### Work to be completed:
In your answer, print each of the records below exactly.

(Natural-language object grounding data)
- Opening Delimiter -

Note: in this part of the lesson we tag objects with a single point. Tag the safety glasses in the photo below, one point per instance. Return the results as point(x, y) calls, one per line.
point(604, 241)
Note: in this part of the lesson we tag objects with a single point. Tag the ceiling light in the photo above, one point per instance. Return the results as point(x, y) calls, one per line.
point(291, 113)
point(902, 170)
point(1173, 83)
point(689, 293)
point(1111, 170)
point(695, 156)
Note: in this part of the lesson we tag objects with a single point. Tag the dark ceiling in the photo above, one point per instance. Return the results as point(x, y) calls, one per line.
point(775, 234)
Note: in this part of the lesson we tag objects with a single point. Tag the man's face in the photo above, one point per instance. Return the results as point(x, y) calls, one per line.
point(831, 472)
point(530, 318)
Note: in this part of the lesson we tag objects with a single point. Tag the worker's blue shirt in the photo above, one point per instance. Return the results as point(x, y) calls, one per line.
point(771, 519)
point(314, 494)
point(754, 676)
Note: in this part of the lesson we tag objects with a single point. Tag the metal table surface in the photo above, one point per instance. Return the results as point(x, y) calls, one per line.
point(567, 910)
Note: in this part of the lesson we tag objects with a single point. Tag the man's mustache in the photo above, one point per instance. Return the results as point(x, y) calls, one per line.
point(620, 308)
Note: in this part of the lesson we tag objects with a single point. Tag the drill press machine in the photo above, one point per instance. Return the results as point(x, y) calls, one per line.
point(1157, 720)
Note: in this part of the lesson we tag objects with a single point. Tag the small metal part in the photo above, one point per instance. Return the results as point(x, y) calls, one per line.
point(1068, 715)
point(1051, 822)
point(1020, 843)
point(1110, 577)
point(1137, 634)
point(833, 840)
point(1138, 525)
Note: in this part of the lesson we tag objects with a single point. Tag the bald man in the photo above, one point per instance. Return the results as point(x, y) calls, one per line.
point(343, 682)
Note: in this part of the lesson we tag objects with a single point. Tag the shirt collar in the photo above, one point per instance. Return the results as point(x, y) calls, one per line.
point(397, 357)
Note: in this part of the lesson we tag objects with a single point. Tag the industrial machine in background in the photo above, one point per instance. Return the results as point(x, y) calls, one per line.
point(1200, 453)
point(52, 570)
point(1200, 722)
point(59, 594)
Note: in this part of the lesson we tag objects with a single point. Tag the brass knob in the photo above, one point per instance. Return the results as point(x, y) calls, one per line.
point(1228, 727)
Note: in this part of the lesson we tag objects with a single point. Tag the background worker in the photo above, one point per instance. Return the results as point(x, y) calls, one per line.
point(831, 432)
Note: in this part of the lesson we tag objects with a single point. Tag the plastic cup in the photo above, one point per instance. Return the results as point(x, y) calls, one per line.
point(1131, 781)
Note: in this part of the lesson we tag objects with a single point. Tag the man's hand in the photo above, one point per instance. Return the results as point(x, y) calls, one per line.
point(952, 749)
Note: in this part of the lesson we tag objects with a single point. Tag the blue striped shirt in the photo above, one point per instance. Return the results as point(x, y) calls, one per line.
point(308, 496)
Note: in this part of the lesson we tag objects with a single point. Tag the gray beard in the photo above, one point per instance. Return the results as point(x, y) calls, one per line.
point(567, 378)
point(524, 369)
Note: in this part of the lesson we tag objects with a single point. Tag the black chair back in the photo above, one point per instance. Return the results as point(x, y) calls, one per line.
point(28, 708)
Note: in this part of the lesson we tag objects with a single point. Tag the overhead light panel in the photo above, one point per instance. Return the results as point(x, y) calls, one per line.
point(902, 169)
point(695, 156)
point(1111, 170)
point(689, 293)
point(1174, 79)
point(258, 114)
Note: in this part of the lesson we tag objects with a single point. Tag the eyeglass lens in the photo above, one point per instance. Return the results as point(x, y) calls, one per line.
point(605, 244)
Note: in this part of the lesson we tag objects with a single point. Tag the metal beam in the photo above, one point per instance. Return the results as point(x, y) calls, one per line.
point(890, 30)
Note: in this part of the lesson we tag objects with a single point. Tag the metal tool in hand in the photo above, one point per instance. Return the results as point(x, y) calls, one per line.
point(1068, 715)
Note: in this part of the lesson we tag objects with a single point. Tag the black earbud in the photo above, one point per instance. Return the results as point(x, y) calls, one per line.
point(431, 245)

- Closing Delimiter -

### Solution to this exercise:
Note: in this part of the lesson we tag objects with a single point. Tag the safety glasses in the photo below, one point per instance. Return the results as point(x, y) calls, one per line.
point(604, 241)
Note: in this part of the lesson we tag objects with a single point. Tag the ceiling light in the photo above, one point per instance. Return the results as point(x, y) calls, one per line.
point(291, 113)
point(902, 170)
point(1173, 83)
point(689, 293)
point(1111, 170)
point(695, 156)
Note: in this part of the lesson we tag objects with a single point. Tag the dark ceiling in the photo above, one point per instance. Return the results as point(x, y) calls, one per line.
point(775, 234)
Note: in this part of the lesson we tag objects with a single point. Tag the man's face in the photo above, one point per instance. Return the results as point(x, y) calls, one per line.
point(831, 472)
point(530, 318)
Note: in this part of the lesson we tag objects with a single point. Tag the worker's blue shirt in the photo above, one point per instance. Return the results as point(x, y) calls, one per line.
point(771, 519)
point(314, 494)
point(754, 676)
Note: in this part of the lesson we tag objects with a single point. Tag the metal table surface in the photo above, one point per instance. Return the results as point(x, y) calls, one per line.
point(567, 910)
Note: in this part of the lesson we tag objects with a single point. Tag the man's mustache in the photo above, one point per instance. Return the results as point(x, y) calls, one per line.
point(620, 308)
Note: in this part of the lesson we tag objects with a single point. Tag the drill press machine in the photo above, one point per instance. Return the results as point(x, y) calls, one per line.
point(1157, 720)
Note: in this part of the lesson we tag objects with a single point. Tag the small metal part in the photo above, one point per instance. Return the results as point(x, y) calls, one per line.
point(1068, 715)
point(1051, 822)
point(1020, 843)
point(1110, 577)
point(1137, 634)
point(833, 840)
point(1138, 525)
Note: in this part of the lesson we tag objects with a single point. Tag the bald man in the photo above, one point per instance. Return the results as point(x, y) calls, one per line.
point(343, 682)
Note: in this part of the lesson we tag objects with a single point. Tag the shirt collar in the photo above, one point per instance. Return the results as point(x, y) calls, one per line.
point(397, 357)
Note: in this part of the lesson we tag objects with a single point. Tag the industrial machine in background in the photo above, one point per instance. Return the results as point(x, y) calls, one per line.
point(1200, 453)
point(52, 570)
point(1200, 722)
point(59, 594)
Note: in this part of the lesson we tag objects with a single point. Tag the brass knob in the photo above, one point per instance. Return the results as point(x, y) calls, one per line.
point(1228, 727)
Note: in this part of the lesson we tag objects with a single point. Tag the background worker in the photo above, one point per instance. Return the results as point(x, y) calls, one per line.
point(831, 432)
Note: in this part of the lesson we tag objects with a single point. Tag the plastic cup in the photo above, one point per instance. Return the results as point(x, y) calls, one per line.
point(1131, 781)
Note: in this part of the lesson we tag objects with a single point. Tag the man's hand in the photo above, one point per instance. Return the results as point(x, y) calls, one per line.
point(952, 749)
Note: in this part of the lesson we tag objects with a single point. Tag the blue striped shirt in the photo above, one point per instance. Return the results as point(x, y) calls, one per line.
point(308, 496)
Note: in this part of the lesson we tag objects with a single point. Tag the gray beard in the photo above, one point per instance. Return the results as point(x, y) calls, one per line.
point(567, 378)
point(524, 369)
Note: in this part of the lesson we tag objects with a single point. Tag the black chair back in the photo above, one point per instance. Return the results as point(x, y) calls, one per line.
point(28, 708)
Note: in this part of the lesson we tag objects with a single point. Tag the overhead light panel in the photo above, one point per instance. Return the results as point(x, y) calls, one per line.
point(902, 169)
point(695, 156)
point(1111, 170)
point(689, 293)
point(1174, 79)
point(258, 114)
Note: in this part of the lesson we tag objects with a single point. Tag the eyeglass lens in the photo above, one point per instance. Return the results as point(x, y) calls, one per line.
point(605, 244)
Note: in this part of the lesson we tag objects with a single point. Tag the metal beam in the photo above, one point per instance. Return the results as point(x, y) calls, one per line.
point(890, 30)
Note: in this part of the lesson we tag objects with a single point. Tag the metal tool in hand in the photo above, one point per instance. Return the results as point(x, y) calls, one per line.
point(1068, 715)
Note: in this part of the lesson we tag objects with a single point. Tag the black earbud in the photo above, one point per instance. Return the results as point(x, y) calls, one per line.
point(431, 245)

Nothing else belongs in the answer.